## Work request
Take the line that contains "Locate every instance of the tree foliage" and all lines after it, up to and including the last line of the data, and write them out exactly; nothing else belongs in the answer.

Extracted records:
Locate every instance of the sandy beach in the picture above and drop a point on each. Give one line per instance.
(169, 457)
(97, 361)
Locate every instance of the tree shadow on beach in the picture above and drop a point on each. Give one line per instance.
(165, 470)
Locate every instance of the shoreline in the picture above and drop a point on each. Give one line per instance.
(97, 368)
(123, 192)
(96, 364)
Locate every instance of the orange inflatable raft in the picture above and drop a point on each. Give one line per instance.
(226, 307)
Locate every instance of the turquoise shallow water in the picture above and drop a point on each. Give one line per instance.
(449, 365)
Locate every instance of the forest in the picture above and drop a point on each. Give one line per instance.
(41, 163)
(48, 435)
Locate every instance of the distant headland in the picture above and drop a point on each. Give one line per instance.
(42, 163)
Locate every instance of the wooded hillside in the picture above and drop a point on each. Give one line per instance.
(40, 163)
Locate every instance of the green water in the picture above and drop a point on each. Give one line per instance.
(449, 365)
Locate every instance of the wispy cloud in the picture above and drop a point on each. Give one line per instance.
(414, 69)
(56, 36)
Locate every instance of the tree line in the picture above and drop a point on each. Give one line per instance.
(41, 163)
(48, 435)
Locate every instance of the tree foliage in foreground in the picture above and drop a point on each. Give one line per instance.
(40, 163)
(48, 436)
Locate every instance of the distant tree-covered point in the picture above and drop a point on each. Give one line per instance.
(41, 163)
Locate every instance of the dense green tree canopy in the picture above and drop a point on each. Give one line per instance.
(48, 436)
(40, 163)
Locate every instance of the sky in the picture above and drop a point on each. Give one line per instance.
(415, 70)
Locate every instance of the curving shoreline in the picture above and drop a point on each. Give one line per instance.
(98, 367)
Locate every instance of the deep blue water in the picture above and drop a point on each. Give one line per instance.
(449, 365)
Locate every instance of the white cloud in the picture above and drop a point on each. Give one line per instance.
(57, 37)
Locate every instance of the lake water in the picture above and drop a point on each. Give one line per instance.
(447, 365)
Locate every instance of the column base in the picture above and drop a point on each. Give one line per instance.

## Final answer
Locate every instance of the tree foliage in foreground in the picture above and drop a point on each. Give one line per instance.
(40, 163)
(48, 436)
Locate every instance of the distant tree-covered point in the picture above and drop a point on each. Give one line per instance.
(41, 163)
Locate every instance of the dense green tree canopy in the picture above and drop a point on each. Give one line per instance.
(48, 436)
(40, 163)
Locate every instance of the sky in the picture above and drop a point on each. Give one line per instance.
(415, 70)
Locate every instance of the curving shoreline in the picture above and drop a point on each. Give one line per instance.
(98, 367)
Locate every instance of the deep blue water in the picture above and drop a point on each. Give one line per instance.
(449, 365)
Locate every instance of the white cloud in the picture above and drop a point on each. Give one line per instance.
(57, 37)
Locate every instance of the lake water in the picture above and drop a point on each. Give one line per instance.
(447, 365)
Locate every instance of the column base in the picture above and drop a point on each. Give one line per instance.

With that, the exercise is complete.